Pick out each line of the records that includes the string "skin", and copy it.

START DATA TO PROCESS

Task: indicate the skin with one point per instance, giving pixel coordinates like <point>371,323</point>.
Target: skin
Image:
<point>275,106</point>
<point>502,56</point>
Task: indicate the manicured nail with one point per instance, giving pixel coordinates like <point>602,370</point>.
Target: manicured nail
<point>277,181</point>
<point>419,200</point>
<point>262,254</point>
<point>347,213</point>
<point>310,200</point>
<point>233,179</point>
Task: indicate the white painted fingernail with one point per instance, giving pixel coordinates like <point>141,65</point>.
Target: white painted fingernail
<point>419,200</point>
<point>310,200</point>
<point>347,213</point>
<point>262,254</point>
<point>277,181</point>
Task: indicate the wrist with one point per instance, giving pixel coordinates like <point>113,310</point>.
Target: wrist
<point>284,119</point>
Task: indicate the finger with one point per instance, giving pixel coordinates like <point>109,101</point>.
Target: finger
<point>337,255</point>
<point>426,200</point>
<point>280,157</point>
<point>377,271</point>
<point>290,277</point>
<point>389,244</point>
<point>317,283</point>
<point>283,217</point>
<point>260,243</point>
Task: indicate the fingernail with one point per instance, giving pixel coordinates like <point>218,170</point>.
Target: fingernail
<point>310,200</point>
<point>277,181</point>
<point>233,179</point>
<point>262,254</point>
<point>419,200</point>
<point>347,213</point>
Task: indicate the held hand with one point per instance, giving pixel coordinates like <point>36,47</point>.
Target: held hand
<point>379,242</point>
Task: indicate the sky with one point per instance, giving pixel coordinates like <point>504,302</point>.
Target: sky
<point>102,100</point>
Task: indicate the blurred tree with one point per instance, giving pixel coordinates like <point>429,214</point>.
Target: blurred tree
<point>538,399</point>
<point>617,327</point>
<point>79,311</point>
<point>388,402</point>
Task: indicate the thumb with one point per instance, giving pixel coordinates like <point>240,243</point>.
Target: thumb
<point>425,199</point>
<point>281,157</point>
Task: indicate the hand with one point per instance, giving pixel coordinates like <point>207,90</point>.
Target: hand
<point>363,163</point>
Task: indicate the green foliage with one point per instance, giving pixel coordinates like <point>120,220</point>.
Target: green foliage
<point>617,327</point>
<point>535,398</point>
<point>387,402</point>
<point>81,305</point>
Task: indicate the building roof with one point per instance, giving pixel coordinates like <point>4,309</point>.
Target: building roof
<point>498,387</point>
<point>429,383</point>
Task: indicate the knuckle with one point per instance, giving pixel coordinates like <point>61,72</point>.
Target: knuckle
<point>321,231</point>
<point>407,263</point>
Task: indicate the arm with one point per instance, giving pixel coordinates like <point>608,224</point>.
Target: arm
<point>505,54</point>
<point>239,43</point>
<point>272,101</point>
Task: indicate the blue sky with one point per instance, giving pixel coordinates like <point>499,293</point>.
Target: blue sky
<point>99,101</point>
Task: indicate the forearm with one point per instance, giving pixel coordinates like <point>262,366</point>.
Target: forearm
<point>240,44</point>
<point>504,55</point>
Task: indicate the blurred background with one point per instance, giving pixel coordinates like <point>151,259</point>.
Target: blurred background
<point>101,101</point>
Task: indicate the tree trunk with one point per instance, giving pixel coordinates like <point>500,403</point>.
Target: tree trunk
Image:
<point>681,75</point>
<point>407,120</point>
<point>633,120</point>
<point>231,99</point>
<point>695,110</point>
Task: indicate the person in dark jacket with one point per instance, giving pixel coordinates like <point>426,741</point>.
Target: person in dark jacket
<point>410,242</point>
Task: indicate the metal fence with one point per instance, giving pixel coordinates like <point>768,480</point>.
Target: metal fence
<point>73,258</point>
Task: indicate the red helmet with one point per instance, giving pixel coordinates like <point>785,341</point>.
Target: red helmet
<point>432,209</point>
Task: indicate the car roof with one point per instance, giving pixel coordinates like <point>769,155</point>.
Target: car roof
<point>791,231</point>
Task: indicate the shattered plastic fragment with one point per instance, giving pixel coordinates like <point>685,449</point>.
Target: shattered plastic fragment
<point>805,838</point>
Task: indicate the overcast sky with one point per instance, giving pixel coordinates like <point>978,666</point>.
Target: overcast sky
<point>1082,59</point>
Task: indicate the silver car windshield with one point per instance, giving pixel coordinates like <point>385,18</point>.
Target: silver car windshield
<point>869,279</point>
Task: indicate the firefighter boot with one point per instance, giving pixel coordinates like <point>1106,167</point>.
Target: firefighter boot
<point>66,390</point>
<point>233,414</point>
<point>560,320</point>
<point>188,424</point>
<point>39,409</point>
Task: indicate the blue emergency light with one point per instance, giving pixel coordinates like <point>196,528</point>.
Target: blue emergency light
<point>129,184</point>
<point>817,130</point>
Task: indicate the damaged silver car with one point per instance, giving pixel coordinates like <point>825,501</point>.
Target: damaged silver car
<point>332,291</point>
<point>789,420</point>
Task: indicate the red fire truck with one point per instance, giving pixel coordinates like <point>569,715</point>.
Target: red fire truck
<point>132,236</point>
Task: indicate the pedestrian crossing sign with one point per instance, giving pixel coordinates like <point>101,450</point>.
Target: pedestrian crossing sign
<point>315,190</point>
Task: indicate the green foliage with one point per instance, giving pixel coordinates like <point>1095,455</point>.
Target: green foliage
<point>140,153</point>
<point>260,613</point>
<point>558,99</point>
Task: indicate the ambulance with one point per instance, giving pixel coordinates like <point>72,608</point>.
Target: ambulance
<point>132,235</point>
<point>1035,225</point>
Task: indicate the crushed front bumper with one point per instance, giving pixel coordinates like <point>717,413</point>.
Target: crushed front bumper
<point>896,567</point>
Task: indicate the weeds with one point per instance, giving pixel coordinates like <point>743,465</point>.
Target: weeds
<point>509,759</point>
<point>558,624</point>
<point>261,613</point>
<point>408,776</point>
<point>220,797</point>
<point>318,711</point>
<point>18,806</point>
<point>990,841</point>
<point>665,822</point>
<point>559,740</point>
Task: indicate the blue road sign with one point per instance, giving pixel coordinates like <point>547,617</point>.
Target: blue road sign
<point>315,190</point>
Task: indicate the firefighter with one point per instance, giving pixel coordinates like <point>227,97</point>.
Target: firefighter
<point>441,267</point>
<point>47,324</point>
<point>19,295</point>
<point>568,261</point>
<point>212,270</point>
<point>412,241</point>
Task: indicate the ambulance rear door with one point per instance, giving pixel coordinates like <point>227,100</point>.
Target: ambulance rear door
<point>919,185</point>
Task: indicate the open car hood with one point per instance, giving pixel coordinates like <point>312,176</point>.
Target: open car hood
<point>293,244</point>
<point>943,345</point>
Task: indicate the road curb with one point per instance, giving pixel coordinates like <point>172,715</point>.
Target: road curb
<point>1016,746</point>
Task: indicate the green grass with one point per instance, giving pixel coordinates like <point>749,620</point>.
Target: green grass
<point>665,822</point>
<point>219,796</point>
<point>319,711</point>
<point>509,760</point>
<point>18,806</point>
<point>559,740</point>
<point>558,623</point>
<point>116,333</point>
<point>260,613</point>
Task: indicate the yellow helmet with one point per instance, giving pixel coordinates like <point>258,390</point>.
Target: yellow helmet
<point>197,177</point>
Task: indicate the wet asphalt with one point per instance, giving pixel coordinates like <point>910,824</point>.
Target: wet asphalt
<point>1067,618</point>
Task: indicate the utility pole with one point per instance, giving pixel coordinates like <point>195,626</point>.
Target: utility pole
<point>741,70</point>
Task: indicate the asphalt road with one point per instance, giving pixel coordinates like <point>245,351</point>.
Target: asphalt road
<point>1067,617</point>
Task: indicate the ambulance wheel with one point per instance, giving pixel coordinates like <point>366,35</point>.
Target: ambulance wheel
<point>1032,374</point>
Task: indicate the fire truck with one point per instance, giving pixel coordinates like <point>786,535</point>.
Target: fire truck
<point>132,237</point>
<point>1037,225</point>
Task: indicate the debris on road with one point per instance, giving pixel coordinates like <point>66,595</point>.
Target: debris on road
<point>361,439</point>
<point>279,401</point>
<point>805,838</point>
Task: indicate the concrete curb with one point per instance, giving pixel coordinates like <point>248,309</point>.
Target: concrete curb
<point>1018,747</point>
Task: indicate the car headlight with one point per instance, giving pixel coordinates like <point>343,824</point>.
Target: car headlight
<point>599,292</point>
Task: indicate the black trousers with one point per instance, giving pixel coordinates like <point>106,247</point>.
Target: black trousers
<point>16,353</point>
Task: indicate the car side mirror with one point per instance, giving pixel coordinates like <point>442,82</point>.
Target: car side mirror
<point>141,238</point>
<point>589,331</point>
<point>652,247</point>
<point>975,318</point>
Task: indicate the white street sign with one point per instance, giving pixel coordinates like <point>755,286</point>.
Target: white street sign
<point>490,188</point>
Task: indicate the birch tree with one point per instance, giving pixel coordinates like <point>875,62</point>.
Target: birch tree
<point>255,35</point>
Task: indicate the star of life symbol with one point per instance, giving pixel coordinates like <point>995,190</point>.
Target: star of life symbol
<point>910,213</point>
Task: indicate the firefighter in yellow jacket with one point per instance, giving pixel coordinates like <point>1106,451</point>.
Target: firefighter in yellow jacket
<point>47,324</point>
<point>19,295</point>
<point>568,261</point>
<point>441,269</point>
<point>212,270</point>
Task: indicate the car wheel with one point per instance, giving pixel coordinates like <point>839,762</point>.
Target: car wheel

END DATA TO PROCESS

#### RESPONSE TO THIS EXERCISE
Task: indicate the skin with one point per instance, giving pixel coordinates like <point>371,323</point>.
Target: skin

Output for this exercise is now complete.